[EXERCISE AIM] In the text on Windows file preallocation, reproduce the passage that begins with "Assume I have" and ends after "parse the file.", swapping every "SetEndOfFile" for "SetFileValidData".
─── TEXT SHOWN
Windows (ReFS,NTFS) file preallocation hint

Assume I have multiple processes writing large files (20gb+). Each process is writing its own file and assume that the process writes x mb at a time, then does some processing and writes x mb again, etc..
What happens is that this write pattern causes the files to be heavily fragmented, since the files blocks get allocated consecutively on the disk.
Of course it is easy to workaround this issue by using SetEndOfFile to "preallocate" the file when it is opened and then set the correct size before it is closed. But now an application accessing these files remotely, which is able to parse these in-progress files, obviously sees zeroes at the end of the file and takes much longer to parse the file.
I do not have control over the this reading application so I can't optimize it to take zeros at the end into account.
Another dirty fix would be to run defragmentation more often, run Systernal's contig utility or even implement a custom "defragmenter" which would process my files and consolidate their blocks together.
──────
─── SOURCE EXCERPT
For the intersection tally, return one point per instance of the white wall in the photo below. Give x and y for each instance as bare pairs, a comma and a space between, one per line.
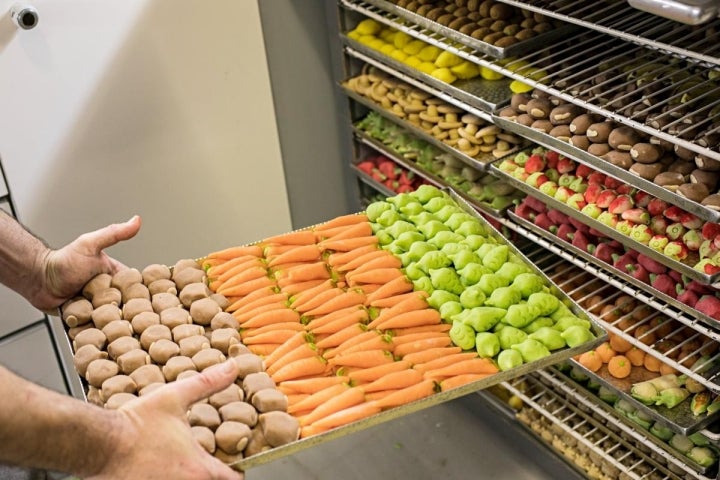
157, 107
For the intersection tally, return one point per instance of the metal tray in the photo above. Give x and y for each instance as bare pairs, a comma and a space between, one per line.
──────
[WRITTEN SOLUTION]
Assume I have multiple processes writing large files (20gb+). Each process is writing its own file and assume that the process writes x mb at a time, then does some processing and writes x mb again, etc..
What happens is that this write pattern causes the files to be heavily fragmented, since the files blocks get allocated consecutively on the disk.
Of course it is easy to workaround this issue by using SetFileValidData to "preallocate" the file when it is opened and then set the correct size before it is closed. But now an application accessing these files remotely, which is able to parse these in-progress files, obviously sees zeroes at the end of the file and takes much longer to parse the file.